# Task instructions
1. Could you copy the profile of sculptor Danae Bennett Miller word for word, starting with "Each flat sheet" and going on through "space as bronze."?
2. Can you carry the profile of sculptor Danae Bennett Miller forward from its final sentence?

# Text excerpt
"Red Tail" | Lead Crystal and Cast Bronze | 29 x 10 x 19 inches

Ones to Watch: Danae Bennett Miller


Danae Bennett Miller’s sculptures encapsulate movement and life, both the frailty as well as the impact of eternal duration. Miller’s work flows with a poetic balance of what you see and what is implied. Playing with the heaviness of bronze, she imbues it with the lightness of air and glass.

Sculpted directly with wax and cast in bronze, each piece is one of a kind. Once the molten bronze is poured, the wax is lost. She doesn’t make molds. Her unique process, which involves creating the wax sheets she uses to sculpt with, gives the alloy an ethereal quality, not often found in cast bronze.

“I love working in the wax,” she says. “It gives a fresh- ness to the piece that is only achieved with direct contact with the materials. The wax has a lot of texture because of the method I use to create the wax sheets. Working with wax for over 30 years, I’ve found blending various types of hard and soft sculpture waxes allows me to manipulate the texture of the wax.”

Each flat sheet of specially poured wax is manipulated into a sculptural form, cut and shaped and stretched.

“It has to be worked when it’s warm,” she says. “I’m also a printmaker, so when I’m creating the pieces I do a lot of freehand sketches. The texture is a component I want to add to the piece to give it more depth and energy. The texture is not recognizable as a tool mark, it has its own life. Like water.”

Each sheet of wax is poured in her studio, the free- flowing wax shaping itself as it hits the wet concrete surface in her studio. She bends and heats it, as needed, letting the form speak in its own language. In the end her sculptures incorporate as much negative space as bronze.

# Data under study
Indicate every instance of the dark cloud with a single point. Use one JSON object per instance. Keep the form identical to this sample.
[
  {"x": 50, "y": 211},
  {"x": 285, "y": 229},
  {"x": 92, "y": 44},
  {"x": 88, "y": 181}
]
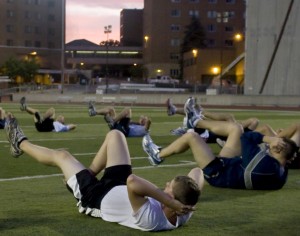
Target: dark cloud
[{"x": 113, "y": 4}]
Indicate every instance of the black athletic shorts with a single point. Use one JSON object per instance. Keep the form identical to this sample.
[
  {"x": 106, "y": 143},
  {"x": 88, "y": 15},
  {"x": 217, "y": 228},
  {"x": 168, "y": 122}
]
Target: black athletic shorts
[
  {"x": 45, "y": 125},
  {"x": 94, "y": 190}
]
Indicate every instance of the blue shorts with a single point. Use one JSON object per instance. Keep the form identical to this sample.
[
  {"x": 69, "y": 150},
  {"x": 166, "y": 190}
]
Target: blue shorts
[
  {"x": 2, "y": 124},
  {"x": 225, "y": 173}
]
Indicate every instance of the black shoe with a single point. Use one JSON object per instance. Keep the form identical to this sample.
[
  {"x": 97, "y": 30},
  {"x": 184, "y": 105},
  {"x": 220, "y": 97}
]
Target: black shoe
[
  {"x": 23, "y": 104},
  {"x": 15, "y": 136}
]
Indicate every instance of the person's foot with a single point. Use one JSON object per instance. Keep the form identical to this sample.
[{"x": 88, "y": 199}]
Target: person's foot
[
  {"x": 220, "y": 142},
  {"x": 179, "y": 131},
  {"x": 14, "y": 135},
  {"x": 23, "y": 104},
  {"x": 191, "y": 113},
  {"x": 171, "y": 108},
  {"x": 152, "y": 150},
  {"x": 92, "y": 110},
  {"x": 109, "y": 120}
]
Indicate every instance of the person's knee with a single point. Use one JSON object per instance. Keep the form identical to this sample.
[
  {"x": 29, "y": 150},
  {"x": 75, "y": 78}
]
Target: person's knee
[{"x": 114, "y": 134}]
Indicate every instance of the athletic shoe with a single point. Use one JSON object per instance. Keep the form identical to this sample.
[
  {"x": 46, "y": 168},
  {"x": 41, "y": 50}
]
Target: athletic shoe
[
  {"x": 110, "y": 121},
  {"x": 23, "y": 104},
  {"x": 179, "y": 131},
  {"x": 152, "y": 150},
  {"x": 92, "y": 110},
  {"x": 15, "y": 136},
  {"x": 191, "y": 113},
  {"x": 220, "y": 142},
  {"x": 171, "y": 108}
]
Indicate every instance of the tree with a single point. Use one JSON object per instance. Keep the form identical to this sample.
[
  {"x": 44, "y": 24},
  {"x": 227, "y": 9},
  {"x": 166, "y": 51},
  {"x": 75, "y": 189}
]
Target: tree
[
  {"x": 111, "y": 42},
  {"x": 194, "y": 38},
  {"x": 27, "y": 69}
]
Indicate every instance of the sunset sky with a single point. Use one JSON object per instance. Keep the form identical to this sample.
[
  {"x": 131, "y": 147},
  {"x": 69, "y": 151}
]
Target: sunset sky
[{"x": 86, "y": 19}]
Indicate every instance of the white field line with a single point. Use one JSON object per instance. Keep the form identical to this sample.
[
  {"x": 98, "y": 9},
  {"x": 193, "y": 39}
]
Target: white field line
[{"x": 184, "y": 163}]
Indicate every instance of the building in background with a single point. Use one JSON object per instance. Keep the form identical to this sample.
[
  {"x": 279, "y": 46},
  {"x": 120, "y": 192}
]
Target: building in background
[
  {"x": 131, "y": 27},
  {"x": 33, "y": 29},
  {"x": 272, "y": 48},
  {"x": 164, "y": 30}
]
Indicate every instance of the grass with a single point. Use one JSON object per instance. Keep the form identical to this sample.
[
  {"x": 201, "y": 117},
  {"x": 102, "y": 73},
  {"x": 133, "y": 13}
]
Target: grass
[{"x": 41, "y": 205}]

# Solved tasks
1.
Each flat sheet of specially poured wax is manipulated into a sculptural form, cut and shaped and stretched.

“It has to be worked when it’s warm,” she says. “I’m also a printmaker, so when I’m creating the pieces I do a lot of freehand sketches. The texture is a component I want to add to the piece to give it more depth and energy. The texture is not recognizable as a tool mark, it has its own life. Like water.”

Each sheet of wax is poured in her studio, the free- flowing wax shaping itself as it hits the wet concrete surface in her studio. She bends and heats it, as needed, letting the form speak in its own language. In the end her sculptures incorporate as much negative space as bronze.

2.
“The negative space is as important as the positive spaces,” she says. “I’ve always been attracted to the light and airy feeling and bronzes are seen as heavy, dense and solid.”

Miller’s work is far from typical. She stretches the wax in ways that couldn’t work in the traditional clay method.

“I had limitations with clay and it impeded my ability to create long skinny necks, feathers and wings,” she says. “It was hard to create thin pieces. I’m always trying to balance my vision and getting there, being patient.”

She also uses the lost wax process for casting glass, which she then incorporates into the bronze. 

“Like a bronze mold, with a small opening, the liquid glass is poured into the mold,” she says. “The cast glass has a softness as opposed to blown glass. I was very attracted to thinking about light and the way the light bounced off the texture when the glass was shaped. Combining glass and bronze adds another level of lightness.”

Danae Bennett Miller is represented by J GO Gallery in Park City, Utah; Coda Gallery in Palm Desert, California; and Tumalo Art Company in Bend, Oregon. — M.C.